▶ INPUT RECORDS
--- START ---

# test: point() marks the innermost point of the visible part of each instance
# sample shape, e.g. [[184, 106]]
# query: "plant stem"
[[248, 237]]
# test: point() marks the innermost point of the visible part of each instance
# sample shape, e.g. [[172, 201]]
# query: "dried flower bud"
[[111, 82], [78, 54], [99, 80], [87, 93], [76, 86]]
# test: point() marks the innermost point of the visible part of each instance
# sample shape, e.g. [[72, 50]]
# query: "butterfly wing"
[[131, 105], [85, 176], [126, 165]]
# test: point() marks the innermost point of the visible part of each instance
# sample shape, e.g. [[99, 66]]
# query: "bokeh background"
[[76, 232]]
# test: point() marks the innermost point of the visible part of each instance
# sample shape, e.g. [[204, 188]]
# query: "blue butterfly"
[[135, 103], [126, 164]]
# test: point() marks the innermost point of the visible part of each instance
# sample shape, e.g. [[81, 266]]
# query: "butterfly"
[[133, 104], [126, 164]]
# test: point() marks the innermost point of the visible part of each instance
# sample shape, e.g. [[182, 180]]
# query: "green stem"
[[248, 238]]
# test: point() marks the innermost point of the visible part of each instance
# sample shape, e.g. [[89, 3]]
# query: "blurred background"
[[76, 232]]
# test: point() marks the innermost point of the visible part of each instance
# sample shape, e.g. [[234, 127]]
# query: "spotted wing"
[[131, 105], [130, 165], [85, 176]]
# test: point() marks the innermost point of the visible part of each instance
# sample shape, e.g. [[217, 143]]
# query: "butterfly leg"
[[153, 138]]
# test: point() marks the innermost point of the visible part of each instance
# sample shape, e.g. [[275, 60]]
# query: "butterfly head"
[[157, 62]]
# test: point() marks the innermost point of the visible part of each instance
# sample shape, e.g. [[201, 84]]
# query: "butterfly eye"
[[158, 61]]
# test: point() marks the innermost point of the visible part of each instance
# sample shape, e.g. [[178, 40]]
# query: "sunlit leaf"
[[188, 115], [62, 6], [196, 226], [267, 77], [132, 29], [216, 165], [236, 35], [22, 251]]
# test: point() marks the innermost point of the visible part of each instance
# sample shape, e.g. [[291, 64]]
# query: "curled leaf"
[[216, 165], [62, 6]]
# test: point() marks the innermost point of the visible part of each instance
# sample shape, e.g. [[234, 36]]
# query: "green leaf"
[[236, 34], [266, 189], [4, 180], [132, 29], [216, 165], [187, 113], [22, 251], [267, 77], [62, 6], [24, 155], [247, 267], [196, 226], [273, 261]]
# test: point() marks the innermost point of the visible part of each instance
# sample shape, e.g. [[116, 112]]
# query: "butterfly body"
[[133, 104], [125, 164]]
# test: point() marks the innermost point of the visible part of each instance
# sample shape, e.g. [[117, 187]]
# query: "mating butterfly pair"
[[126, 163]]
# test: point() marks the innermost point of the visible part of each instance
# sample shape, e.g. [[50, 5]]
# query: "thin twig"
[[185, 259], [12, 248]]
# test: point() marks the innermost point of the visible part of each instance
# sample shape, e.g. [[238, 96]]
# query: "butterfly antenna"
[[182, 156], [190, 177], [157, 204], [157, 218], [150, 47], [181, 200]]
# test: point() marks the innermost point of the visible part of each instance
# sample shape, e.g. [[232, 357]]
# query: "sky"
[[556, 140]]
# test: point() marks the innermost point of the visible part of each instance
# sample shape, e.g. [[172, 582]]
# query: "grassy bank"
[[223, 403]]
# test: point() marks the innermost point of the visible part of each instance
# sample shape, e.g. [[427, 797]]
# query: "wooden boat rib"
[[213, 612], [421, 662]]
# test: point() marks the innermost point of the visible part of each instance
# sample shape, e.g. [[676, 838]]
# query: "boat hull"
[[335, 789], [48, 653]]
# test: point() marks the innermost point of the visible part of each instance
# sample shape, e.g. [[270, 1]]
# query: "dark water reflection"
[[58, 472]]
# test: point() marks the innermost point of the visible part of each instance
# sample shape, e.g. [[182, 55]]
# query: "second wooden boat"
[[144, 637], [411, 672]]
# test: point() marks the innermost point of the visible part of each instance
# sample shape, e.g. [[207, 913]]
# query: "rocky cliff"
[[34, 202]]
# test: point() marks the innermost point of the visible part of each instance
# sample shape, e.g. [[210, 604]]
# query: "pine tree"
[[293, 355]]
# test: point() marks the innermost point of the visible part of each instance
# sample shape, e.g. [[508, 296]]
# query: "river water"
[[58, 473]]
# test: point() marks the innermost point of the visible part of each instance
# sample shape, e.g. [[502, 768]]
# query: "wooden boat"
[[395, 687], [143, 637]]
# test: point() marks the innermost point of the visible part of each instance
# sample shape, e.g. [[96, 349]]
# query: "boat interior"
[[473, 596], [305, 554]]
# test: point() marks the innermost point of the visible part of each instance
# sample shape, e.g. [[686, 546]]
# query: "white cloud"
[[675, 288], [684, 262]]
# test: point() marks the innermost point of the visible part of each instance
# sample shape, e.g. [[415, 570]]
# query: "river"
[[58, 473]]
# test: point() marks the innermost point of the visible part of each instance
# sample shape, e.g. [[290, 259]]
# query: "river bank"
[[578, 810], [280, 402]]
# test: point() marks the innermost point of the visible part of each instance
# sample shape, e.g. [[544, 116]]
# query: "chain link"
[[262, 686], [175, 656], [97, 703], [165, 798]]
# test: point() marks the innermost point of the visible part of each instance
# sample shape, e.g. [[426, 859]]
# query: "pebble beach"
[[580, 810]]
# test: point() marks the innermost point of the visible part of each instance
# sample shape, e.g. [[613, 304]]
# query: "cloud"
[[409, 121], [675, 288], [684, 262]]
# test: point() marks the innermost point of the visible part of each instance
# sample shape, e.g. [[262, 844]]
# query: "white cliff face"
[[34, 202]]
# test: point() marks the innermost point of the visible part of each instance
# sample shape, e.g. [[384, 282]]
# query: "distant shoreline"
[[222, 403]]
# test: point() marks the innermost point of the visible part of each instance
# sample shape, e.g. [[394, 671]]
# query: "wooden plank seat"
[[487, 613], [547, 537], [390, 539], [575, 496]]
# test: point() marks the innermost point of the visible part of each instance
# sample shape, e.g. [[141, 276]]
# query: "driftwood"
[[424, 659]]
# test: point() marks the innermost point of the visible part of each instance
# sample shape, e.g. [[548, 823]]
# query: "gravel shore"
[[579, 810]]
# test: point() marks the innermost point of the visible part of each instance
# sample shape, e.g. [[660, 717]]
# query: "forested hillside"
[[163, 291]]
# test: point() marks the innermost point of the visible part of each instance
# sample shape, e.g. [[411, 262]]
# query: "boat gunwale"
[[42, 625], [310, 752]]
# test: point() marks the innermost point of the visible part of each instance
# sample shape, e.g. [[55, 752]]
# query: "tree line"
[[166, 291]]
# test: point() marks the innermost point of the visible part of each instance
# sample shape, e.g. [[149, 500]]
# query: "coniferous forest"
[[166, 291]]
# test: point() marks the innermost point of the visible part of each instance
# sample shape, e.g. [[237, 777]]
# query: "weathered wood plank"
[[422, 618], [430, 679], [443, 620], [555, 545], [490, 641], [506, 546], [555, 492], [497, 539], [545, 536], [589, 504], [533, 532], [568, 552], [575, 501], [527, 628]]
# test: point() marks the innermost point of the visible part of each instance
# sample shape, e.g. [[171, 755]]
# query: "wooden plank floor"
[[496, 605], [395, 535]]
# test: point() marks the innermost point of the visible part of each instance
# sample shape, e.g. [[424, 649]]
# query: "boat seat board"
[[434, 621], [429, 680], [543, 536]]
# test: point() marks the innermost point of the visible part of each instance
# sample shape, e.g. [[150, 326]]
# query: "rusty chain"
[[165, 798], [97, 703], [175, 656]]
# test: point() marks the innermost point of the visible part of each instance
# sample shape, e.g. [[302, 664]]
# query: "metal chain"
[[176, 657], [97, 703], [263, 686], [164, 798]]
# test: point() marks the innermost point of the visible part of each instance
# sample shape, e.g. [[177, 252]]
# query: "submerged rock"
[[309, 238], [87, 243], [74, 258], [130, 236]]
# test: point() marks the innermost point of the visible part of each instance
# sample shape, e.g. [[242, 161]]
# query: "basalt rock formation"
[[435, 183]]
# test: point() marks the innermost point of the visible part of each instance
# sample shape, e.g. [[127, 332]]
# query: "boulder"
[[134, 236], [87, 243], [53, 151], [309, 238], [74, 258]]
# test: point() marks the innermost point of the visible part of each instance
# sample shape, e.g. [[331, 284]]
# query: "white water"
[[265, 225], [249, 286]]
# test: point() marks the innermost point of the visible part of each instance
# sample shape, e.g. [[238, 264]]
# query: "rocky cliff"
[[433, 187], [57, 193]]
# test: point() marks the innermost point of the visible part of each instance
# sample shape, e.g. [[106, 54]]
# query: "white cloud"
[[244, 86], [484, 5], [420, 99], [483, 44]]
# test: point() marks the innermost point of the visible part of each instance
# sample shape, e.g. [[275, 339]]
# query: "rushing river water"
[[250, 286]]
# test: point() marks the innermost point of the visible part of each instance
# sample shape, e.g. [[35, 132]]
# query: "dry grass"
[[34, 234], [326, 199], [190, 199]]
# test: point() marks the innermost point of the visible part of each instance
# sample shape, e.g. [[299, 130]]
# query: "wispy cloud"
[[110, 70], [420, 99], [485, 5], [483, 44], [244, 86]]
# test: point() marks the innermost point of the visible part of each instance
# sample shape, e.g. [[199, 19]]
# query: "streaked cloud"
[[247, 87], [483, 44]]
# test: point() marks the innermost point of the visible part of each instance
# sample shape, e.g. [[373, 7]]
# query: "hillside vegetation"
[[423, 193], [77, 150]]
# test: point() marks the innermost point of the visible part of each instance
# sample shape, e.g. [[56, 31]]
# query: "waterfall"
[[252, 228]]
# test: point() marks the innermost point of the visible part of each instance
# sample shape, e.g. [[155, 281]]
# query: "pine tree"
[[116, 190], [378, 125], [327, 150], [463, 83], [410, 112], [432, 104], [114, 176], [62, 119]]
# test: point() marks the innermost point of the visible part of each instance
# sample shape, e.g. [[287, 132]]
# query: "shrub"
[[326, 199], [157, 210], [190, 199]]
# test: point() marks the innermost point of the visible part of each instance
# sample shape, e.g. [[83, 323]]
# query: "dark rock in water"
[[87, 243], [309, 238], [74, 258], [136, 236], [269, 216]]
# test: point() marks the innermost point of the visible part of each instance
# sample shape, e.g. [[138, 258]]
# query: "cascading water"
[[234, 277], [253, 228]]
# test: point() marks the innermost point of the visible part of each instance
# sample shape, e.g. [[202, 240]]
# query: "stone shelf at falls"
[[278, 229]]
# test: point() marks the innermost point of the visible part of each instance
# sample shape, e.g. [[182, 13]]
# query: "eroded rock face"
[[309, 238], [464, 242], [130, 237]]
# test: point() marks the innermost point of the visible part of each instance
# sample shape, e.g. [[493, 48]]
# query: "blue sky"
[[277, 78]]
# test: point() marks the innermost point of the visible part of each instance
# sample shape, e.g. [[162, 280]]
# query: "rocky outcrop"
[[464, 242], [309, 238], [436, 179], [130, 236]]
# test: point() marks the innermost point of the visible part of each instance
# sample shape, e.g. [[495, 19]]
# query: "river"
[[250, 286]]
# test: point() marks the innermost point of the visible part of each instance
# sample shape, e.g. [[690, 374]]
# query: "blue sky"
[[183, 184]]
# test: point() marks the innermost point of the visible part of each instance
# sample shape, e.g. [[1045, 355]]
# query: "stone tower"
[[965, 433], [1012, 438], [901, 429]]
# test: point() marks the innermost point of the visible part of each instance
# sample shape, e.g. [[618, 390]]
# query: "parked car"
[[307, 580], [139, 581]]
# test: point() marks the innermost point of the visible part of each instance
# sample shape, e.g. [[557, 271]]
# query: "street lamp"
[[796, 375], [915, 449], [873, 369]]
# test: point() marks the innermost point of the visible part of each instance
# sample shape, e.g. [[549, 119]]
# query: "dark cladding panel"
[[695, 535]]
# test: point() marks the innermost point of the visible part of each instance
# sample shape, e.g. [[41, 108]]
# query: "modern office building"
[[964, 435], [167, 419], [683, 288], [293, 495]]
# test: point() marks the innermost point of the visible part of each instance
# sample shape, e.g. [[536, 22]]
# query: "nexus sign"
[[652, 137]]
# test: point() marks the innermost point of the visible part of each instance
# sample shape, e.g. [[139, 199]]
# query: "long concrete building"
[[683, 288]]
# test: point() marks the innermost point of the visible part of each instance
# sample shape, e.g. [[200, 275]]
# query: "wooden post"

--- END ---

▶ PROMPT
Looking at the material above, please copy exactly every line from its first line through the line containing "# sample shape, e.g. [[72, 50]]", with both ends included and nothing else.

▶ RESULT OF THIS TASK
# test: point() marks the innermost point of the visible part of each instance
# sample shape, e.g. [[184, 106]]
# query: "plant stem"
[[248, 237]]
# test: point() marks the innermost point of the visible part of each instance
# sample shape, e.g. [[172, 201]]
# query: "dried flower bud"
[[111, 82], [78, 54], [99, 80], [87, 93], [76, 86]]
# test: point() marks the innermost point of the visible part of each instance
# sample shape, e.g. [[72, 50]]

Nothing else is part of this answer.